§ **Task to carry out**: Scan the records for the string "child" and copy every line that holds it.

Region pointing data
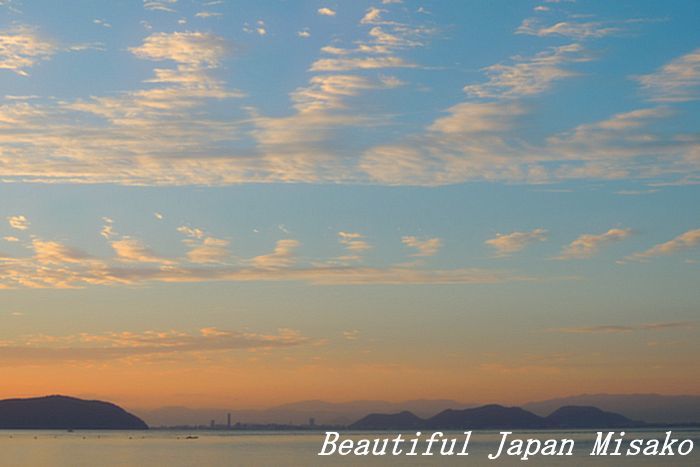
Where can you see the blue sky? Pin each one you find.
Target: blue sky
(510, 186)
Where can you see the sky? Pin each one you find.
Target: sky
(244, 203)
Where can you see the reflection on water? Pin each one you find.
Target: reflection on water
(216, 448)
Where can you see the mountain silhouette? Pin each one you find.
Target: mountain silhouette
(572, 416)
(652, 408)
(492, 417)
(399, 421)
(61, 412)
(486, 417)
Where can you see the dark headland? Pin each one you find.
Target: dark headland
(65, 413)
(496, 417)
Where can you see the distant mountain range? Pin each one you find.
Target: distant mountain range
(651, 408)
(297, 413)
(63, 413)
(493, 416)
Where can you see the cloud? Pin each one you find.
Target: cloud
(528, 76)
(49, 252)
(372, 16)
(425, 246)
(572, 30)
(133, 250)
(108, 228)
(513, 242)
(359, 63)
(677, 81)
(59, 266)
(353, 241)
(281, 257)
(129, 345)
(21, 48)
(194, 49)
(18, 222)
(588, 245)
(682, 242)
(326, 11)
(617, 329)
(191, 231)
(204, 248)
(101, 22)
(210, 250)
(160, 5)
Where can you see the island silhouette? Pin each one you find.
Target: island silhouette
(493, 416)
(65, 413)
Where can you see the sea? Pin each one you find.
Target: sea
(201, 448)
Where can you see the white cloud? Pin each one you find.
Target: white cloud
(677, 81)
(208, 14)
(281, 257)
(160, 5)
(133, 250)
(528, 76)
(573, 30)
(42, 348)
(372, 16)
(513, 242)
(18, 222)
(425, 246)
(588, 245)
(194, 49)
(326, 11)
(209, 250)
(21, 48)
(684, 241)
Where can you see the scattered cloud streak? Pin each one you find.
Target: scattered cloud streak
(587, 245)
(35, 349)
(618, 329)
(506, 244)
(425, 246)
(677, 81)
(684, 241)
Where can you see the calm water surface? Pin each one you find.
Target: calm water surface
(216, 448)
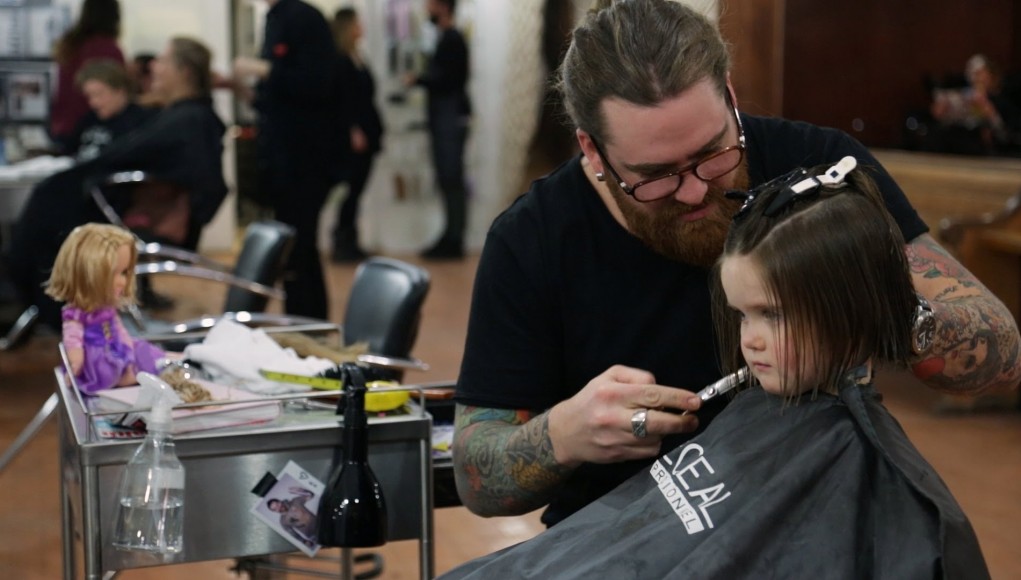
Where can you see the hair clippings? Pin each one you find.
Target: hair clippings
(804, 186)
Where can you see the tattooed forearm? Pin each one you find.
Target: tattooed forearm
(503, 461)
(977, 341)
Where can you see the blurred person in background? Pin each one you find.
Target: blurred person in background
(448, 112)
(979, 118)
(298, 136)
(93, 36)
(108, 90)
(180, 148)
(358, 101)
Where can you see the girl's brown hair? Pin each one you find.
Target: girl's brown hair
(834, 262)
(83, 272)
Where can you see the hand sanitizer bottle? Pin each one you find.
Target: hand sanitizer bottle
(150, 517)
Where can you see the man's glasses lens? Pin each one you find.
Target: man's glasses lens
(708, 170)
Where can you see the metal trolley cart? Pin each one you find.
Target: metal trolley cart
(222, 467)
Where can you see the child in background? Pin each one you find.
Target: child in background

§ **Answer to this problem**:
Where can you see the child in background? Pin each one you find.
Target: child in background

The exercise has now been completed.